=== Excerpt provided ===
Adam Parr, the 48-year-old son of a Belgian father and English mother, brought up and educated in Britain, arrived on the Formula 1 scene from nowhere and left just as suddenly after a controversial and remarkable innings as CEO and later chairman of Williams, having restructured the company.
Not least of the Eton-educated barrister's successes was floating Williams in Frankfurt, the first (and so far only) listing of a company with its roots in F1.
Much has been written about Parr since his abruptly exit, but mostly based on assumption rather than fact. In fact, by Christmas last year he had granted but two in-depth interviews: to F1 Racing and this column.
So low a profile did he keep after turning his back on Williams - and, as we shall see, on F1 - that, a week after his exit, Sir Frank Williams allowed in an exclusive interview that he did not fully know the reasons. "I hope one day Adam will tell me..." he told AUTOSPORT.
More controversially, Parr spent the eight months not on gardening leave, as many incorrectly surmised - "Let's be clear: I didn't leave Williams with any financial enrichment; I took the decision based on what I thought was necessary and right, and that was my decision" - but immersed in studying for a PhD in history and literature ("My roots"). And consulting. And writing a book.
Book? More like a comic, in fact, and all the better for it, for illustrations (by Paul Tinker) fill in gaps, enabling the reader to breeze through all 80 pages without losing the plot. Illuminated brevity is important in this day and age, particularly among the target audience...
Parr's The Art of War
However, this is not a book review; rather an in-depth interview about matters arising - as the always-correct Parr would no doubt have phrased the discussion had he been sitting on the other side of the table - and amplification of certain points.
It's soon clear that, in true barrister style, he enjoys cut-and-thrust debate, and his answers add an additional dimension to readers of The Art of War - Five Years in Formula One. Read by all serious students of F1 the book most certainly should be. (*)
=== Input ===
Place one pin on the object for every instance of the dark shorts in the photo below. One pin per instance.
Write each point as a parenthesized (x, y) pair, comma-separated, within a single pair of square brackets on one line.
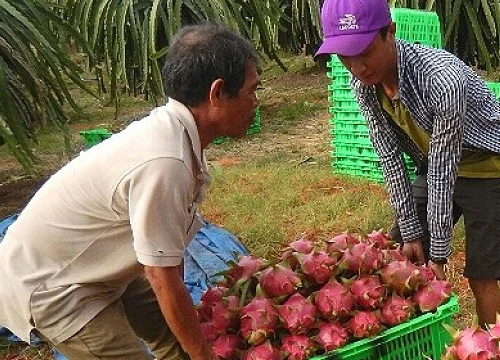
[(478, 201)]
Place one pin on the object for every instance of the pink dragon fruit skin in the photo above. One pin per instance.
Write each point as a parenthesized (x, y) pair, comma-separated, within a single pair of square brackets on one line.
[(298, 347), (339, 243), (380, 239), (208, 299), (263, 351), (298, 314), (427, 273), (494, 329), (362, 258), (209, 331), (402, 276), (364, 324), (258, 320), (279, 280), (368, 291), (396, 310), (475, 344), (334, 300), (301, 246), (332, 336), (225, 346), (430, 296), (244, 269), (317, 265), (390, 255)]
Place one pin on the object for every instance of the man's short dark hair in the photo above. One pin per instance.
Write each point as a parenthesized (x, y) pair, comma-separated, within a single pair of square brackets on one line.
[(201, 54)]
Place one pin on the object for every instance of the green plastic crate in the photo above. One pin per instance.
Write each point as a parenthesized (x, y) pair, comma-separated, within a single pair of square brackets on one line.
[(95, 136), (417, 26), (421, 338), (495, 88)]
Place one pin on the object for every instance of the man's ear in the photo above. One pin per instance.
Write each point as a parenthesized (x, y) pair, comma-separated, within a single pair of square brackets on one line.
[(215, 95)]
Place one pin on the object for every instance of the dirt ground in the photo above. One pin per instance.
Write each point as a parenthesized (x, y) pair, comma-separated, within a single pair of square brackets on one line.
[(310, 136), (309, 140)]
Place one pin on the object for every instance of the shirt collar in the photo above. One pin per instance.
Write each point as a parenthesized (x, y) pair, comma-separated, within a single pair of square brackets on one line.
[(182, 113)]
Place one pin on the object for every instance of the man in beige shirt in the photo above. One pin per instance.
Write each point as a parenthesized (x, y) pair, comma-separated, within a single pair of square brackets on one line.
[(94, 262)]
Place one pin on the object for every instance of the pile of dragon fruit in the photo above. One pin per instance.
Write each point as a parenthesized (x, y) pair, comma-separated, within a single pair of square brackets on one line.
[(475, 343), (315, 298)]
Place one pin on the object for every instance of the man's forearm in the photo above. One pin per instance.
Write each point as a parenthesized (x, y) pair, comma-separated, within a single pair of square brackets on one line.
[(177, 308)]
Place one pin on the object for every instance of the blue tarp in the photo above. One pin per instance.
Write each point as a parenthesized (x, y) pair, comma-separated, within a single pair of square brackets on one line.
[(205, 257)]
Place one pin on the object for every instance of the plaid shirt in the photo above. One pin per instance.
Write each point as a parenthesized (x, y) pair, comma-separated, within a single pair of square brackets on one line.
[(450, 102)]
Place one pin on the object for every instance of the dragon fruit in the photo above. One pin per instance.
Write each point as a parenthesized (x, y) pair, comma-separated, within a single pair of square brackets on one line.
[(362, 258), (332, 336), (264, 351), (243, 270), (340, 243), (208, 300), (298, 314), (389, 255), (279, 280), (364, 324), (258, 320), (368, 291), (334, 300), (298, 347), (402, 276), (317, 266), (396, 310), (209, 331), (430, 296), (225, 346), (473, 343), (427, 273)]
===
§ **Brief 1**:
In the article about Adam Parr, condense the paragraph beginning "More controversially, Parr spent the eight months" into two sentences that keep its main facts.
§ **Brief 2**:
Locate every line of the listing that contains the string "dark", treating uppercase and lowercase as distinct, and copy each such line in full.
The article about Adam Parr and the listing were drawn from unrelated sources.

§ **Correct result 1**:
Parr did not spend the eight months on gardening leave, as many wrongly assumed, and he says he left Williams without any financial enrichment, by his own decision. He instead studied for a PhD in history and literature, did consulting work and wrote a book.

§ **Correct result 2**:
Place one pin on the object for every instance of the dark shorts in the photo below. One pin per instance.
Place one pin on the object for every instance of the man's short dark hair in the photo above. One pin per instance.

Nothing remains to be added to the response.